===== DATA LISTING =====

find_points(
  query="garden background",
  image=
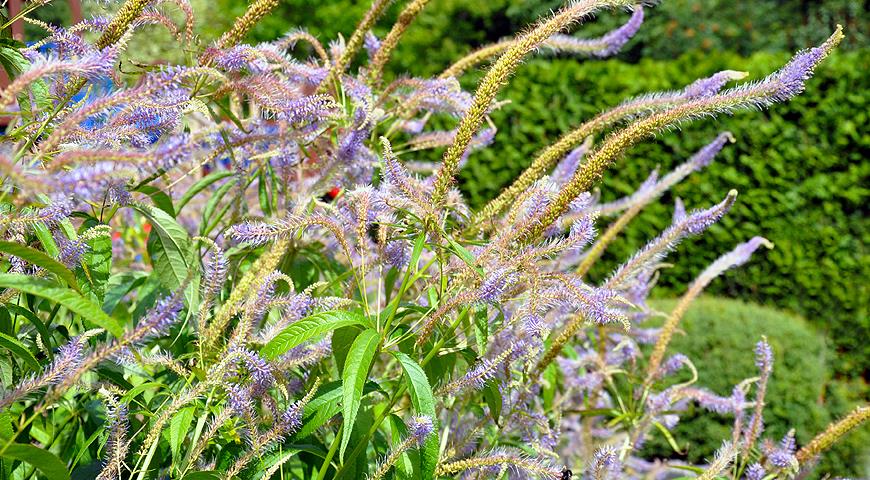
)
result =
(800, 168)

=====

**ABOUT THIS TASK**
Restate each entry verbatim and skip every image.

**REPLY**
find_points(
  query="garden background",
  image=
)
result =
(800, 168)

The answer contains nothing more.